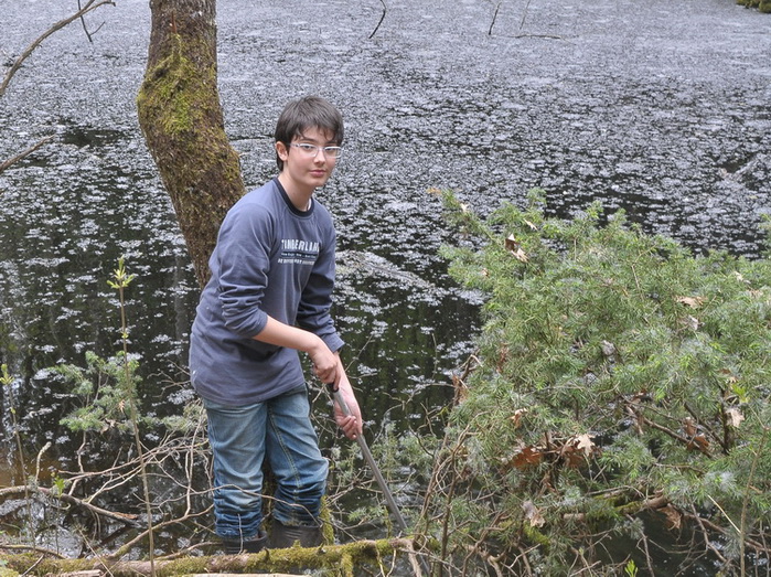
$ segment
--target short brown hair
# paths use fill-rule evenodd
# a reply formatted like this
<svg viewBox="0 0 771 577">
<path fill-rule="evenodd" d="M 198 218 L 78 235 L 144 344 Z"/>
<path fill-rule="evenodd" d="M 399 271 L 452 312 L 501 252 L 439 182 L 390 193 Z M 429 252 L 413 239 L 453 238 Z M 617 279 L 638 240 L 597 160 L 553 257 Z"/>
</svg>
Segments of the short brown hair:
<svg viewBox="0 0 771 577">
<path fill-rule="evenodd" d="M 343 143 L 343 117 L 329 101 L 319 96 L 306 96 L 299 100 L 292 100 L 283 107 L 281 116 L 276 122 L 276 142 L 283 142 L 289 149 L 292 140 L 302 136 L 306 130 L 318 128 L 332 133 L 332 141 L 338 146 Z M 276 153 L 278 170 L 283 170 L 283 161 Z"/>
</svg>

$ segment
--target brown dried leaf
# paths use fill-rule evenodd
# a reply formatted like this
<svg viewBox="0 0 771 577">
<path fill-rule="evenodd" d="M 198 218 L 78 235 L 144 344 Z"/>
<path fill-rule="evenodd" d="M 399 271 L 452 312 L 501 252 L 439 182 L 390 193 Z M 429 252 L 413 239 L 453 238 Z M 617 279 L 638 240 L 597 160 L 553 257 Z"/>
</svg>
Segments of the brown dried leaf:
<svg viewBox="0 0 771 577">
<path fill-rule="evenodd" d="M 593 451 L 595 451 L 595 441 L 591 440 L 591 435 L 585 434 L 585 435 L 578 435 L 576 437 L 576 448 L 580 451 L 583 451 L 583 455 L 589 457 Z"/>
<path fill-rule="evenodd" d="M 543 527 L 546 523 L 540 510 L 533 504 L 532 501 L 522 503 L 522 510 L 525 512 L 525 519 L 529 521 L 532 527 Z"/>
<path fill-rule="evenodd" d="M 516 429 L 522 424 L 522 417 L 524 417 L 525 415 L 527 415 L 527 409 L 518 408 L 514 412 L 514 415 L 508 417 L 508 420 L 512 421 L 512 425 L 514 425 L 514 428 Z"/>
<path fill-rule="evenodd" d="M 704 297 L 677 297 L 675 299 L 677 302 L 682 302 L 683 304 L 687 304 L 692 309 L 698 309 L 704 304 L 704 301 L 707 300 Z"/>
<path fill-rule="evenodd" d="M 538 464 L 544 458 L 544 452 L 537 447 L 523 447 L 512 459 L 512 464 L 517 469 L 524 469 L 532 464 Z"/>
<path fill-rule="evenodd" d="M 683 515 L 672 505 L 665 505 L 658 510 L 666 517 L 665 524 L 668 530 L 678 530 L 683 523 Z"/>
<path fill-rule="evenodd" d="M 728 417 L 728 425 L 733 428 L 737 428 L 739 425 L 741 425 L 741 421 L 745 420 L 745 415 L 742 415 L 741 410 L 736 407 L 727 409 L 726 417 Z"/>
<path fill-rule="evenodd" d="M 696 421 L 690 417 L 685 417 L 685 420 L 683 421 L 683 430 L 685 430 L 685 434 L 688 437 L 693 437 L 697 431 Z"/>
<path fill-rule="evenodd" d="M 508 238 L 506 238 L 505 242 L 505 246 L 506 250 L 513 254 L 514 257 L 521 263 L 527 263 L 529 260 L 527 254 L 525 254 L 525 252 L 522 249 L 520 242 L 516 238 L 514 238 L 514 235 L 508 235 Z"/>
</svg>

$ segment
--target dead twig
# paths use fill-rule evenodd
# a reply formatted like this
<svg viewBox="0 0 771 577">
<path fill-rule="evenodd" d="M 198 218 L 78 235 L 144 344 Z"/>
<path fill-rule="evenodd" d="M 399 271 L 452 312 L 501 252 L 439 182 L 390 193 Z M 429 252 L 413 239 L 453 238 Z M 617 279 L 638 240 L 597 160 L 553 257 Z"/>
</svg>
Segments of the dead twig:
<svg viewBox="0 0 771 577">
<path fill-rule="evenodd" d="M 6 89 L 8 88 L 8 85 L 10 84 L 11 78 L 13 78 L 13 75 L 19 71 L 19 68 L 21 68 L 21 65 L 24 63 L 24 61 L 28 57 L 30 57 L 30 55 L 43 43 L 43 41 L 45 39 L 47 39 L 54 32 L 62 30 L 64 26 L 74 22 L 75 20 L 83 18 L 84 14 L 87 14 L 92 10 L 96 10 L 97 8 L 105 6 L 105 4 L 115 6 L 115 1 L 114 0 L 88 0 L 86 2 L 86 6 L 81 8 L 77 12 L 75 12 L 71 17 L 65 18 L 64 20 L 60 20 L 54 25 L 52 25 L 49 30 L 43 32 L 43 34 L 38 36 L 29 46 L 26 46 L 24 52 L 21 53 L 21 55 L 15 60 L 13 65 L 11 65 L 9 71 L 6 73 L 6 76 L 2 79 L 2 84 L 0 84 L 0 98 L 6 94 Z M 90 36 L 89 36 L 89 40 L 90 40 Z"/>
<path fill-rule="evenodd" d="M 3 171 L 6 171 L 7 169 L 9 169 L 10 167 L 12 167 L 13 164 L 15 164 L 17 162 L 19 162 L 20 160 L 24 160 L 26 157 L 29 157 L 30 154 L 32 154 L 32 152 L 34 152 L 35 150 L 38 150 L 38 149 L 41 148 L 42 146 L 47 145 L 49 142 L 51 142 L 51 140 L 53 140 L 53 138 L 54 138 L 53 135 L 46 136 L 45 138 L 40 139 L 38 142 L 35 142 L 34 145 L 32 145 L 30 148 L 28 148 L 28 149 L 24 150 L 23 152 L 20 152 L 20 153 L 17 154 L 15 157 L 9 158 L 9 159 L 6 160 L 4 162 L 0 163 L 0 174 L 2 174 Z"/>
<path fill-rule="evenodd" d="M 388 7 L 386 7 L 385 4 L 385 0 L 381 0 L 381 3 L 383 4 L 383 13 L 381 14 L 381 20 L 377 22 L 375 30 L 373 30 L 372 34 L 370 34 L 370 39 L 372 39 L 377 33 L 377 30 L 381 28 L 381 24 L 385 20 L 386 10 L 388 10 Z"/>
</svg>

**EXERCISE PROMPT**
Pull out each line of the rows above that contains the string "target". Uppercase and lowercase count as different.

**ANSWER BELOW**
--target short brown hair
--target brown dried leaf
--target dead twig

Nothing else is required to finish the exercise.